Source extract -
--- start ---

# "U.N. Mandate for ISAF Extended" Superthread



## The Bread Guy (22 Sep 2008)

UN news release, with UN News Centre feature article link below

*SECURITY COUNCIL EXTENDS INTERNATIONAL SECURITY ASSISTANCE FORCE IN AFGHANISTAN FOR ONE YEAR, SEEKS REINFORCEMENTS TO BOOST SECURITY*
UN Security Council news release, 22 Sept 08
News release link - .pdf attached if link doesn't work

Recognizing the need to curb the Taliban resurgence and the narcotics trade while minimizing civilian casualties in Afghanistan, the Security Council today decided to extend the authorization of the International Security Assistance Force (ISAF) in that country for 12 months.

According to resolution 1833 (2008), passed unanimously under the binding Chapter VII of the United Nations Charter, the extension would apply for one year beyond 13 October 2008, when the present authorization was set to expire.  In the resolution, the 15-member body also called on Member States to contribute personnel, equipment and other resources to ISAF and to the related Trust Fund.

In addition, the Council encouraged ISAF and other partners to accelerate progress in strengthening the Afghan national security sector so that it could ensure the rule of law throughout the country.

Following the resolution’s passage, the representative of Libya expressed his hope that the decision would assist the people and Government of Afghanistan in their quest for security, but also voiced his concern over the magnitude of civilian casualties in Afghanistan and reasserted that the struggle to defeat terrorism did not excuse such deaths.  He urged the international force to protect civilians and their rights, and asked that those who harmed civilians be brought to justice.  He also stressed that terrorism would not be defeated by force alone.

The meeting opened at 1 p.m. and closed at 1:05 p.m.

--- end ---

Recorded information -
--- start ---

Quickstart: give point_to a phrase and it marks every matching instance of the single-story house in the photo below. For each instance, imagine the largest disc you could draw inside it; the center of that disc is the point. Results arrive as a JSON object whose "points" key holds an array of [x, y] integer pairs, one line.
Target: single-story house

--- end ---

Tasks for this exercise -
a) From the ISAF mandate thread above the data, copy everything from "Following the resolution’s" down to "at 1:05 p.m.".
b) Answer these questions using the ISAF mandate thread that precedes the data:
(i) On what date was the existing ISAF authorization set to expire?
(ii) Which country's representative spoke after the resolution was passed?
(iii) At what times did the meeting open and close?
c) Summarize the ISAF mandate thread, located before the data, in two sentences.

List of solutions -
a)
Following the resolution’s passage, the representative of Libya expressed his hope that the decision would assist the people and Government of Afghanistan in their quest for security, but also voiced his concern over the magnitude of civilian casualties in Afghanistan and reasserted that the struggle to defeat terrorism did not excuse such deaths.  He urged the international force to protect civilians and their rights, and asked that those who harmed civilians be brought to justice.  He also stressed that terrorism would not be defeated by force alone.

The meeting opened at 1 p.m. and closed at 1:05 p.m.

b)
(i) 13 October 2008
(ii) Libya
(iii) It opened at 1 p.m. and closed at 1:05 p.m.

c) By unanimously passing resolution 1833 (2008) under Chapter VII, the Security Council extended ISAF's authorization in Afghanistan for one year beyond 13 October 2008, called on Member States to contribute personnel, equipment and other resources, and encouraged faster strengthening of the Afghan national security sector. Afterward, the representative of Libya voiced concern over civilian casualties, urged the force to protect civilians, and stressed that terrorism would not be defeated by force alone.